Les points majeurs du nouveau règlement bio européen
Le nouveau règlement bio européen entrera en vigueur en 2021 afin de laisser le temps à tous de se mettre à niveau.
Une agriculture plus bio et plus accessible
Les nouvelles règles garantissent un système de contrôle physique plus strict et annualisé sur tous les segments de la chaîne d’approvisionnement mais elles offrent la possibilité d’espacer ces contrôles jusqu’à au plus 24 mois pour des opérateurs ayant démontré leur bonne application de la réglementation pendant trois années consécutives.
Le nouveau règlement bio européen confirme également que les cultures hors-sol, telle l’hydroponie, ne peuvent plus porter le label bio européen. L’alimentation des plants devra obligatoirement via le sol et l’usage des serres par conséquent proscrit. Les pays où l’usage des serres a déjà été autorisé pourront cependant continuer à les utiliser pendant un maximum de dix ans.
Afin d’éviter la contamination des terrains réservés à l’agriculture bio par des pesticides, des mesures de précaution doivent continuer à être prises si ces terrains se situent à proximité immédiate de champs où l’agriculture conventionnelle est pratiquée. Les modalités exactes de protection sont cependant laissées à l’appréciation de chaque pays membre.
━━━
== CONSIGNE ==
Recopiez tel quel le passage du texte sur le règlement bio européen qui commence par « Afin d’éviter la » et se termine par « chaque pays membre. ».

[Données enregistrées]
━━━
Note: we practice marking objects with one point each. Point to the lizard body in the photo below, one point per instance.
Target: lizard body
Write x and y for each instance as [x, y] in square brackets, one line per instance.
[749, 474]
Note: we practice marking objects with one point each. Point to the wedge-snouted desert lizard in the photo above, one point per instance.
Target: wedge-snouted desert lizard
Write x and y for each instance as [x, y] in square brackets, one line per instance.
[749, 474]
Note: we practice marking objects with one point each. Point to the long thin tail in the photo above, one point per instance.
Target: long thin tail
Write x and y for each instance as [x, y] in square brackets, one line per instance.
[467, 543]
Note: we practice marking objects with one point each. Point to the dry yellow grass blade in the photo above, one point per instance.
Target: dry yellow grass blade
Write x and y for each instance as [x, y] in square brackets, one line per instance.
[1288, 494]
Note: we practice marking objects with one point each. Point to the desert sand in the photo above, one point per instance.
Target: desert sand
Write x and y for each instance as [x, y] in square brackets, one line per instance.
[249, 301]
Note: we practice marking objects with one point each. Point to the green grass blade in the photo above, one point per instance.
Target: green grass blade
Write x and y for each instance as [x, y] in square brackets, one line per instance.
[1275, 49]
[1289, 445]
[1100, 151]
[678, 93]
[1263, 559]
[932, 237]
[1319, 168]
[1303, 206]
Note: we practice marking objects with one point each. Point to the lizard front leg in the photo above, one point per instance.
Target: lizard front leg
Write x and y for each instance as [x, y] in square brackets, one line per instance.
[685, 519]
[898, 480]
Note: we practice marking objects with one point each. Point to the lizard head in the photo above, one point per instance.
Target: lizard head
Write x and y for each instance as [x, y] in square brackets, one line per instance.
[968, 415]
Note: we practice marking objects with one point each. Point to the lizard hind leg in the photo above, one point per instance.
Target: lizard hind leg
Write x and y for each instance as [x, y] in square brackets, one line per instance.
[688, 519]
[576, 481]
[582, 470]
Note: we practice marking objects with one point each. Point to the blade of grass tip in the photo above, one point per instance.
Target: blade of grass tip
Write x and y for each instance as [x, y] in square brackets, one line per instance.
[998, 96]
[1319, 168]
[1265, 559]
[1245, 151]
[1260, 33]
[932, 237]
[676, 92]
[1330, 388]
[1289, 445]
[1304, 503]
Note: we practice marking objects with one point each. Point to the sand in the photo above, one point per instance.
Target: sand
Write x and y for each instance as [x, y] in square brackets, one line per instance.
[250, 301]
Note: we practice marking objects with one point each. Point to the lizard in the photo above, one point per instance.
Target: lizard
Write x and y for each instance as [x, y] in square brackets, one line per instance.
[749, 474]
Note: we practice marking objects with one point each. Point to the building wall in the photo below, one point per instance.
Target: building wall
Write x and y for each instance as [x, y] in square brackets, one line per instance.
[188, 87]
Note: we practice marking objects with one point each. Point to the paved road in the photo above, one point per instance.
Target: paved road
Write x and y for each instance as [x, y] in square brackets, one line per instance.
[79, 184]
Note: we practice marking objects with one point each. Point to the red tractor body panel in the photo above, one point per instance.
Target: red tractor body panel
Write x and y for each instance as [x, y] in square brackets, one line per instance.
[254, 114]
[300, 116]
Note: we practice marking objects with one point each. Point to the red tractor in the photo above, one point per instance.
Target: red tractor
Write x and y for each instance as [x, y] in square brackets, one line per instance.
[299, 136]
━━━
== RÉPONSE ATTENDUE ==
Afin d’éviter la contamination des terrains réservés à l’agriculture bio par des pesticides, des mesures de précaution doivent continuer à être prises si ces terrains se situent à proximité immédiate de champs où l’agriculture conventionnelle est pratiquée. Les modalités exactes de protection sont cependant laissées à l’appréciation de chaque pays membre.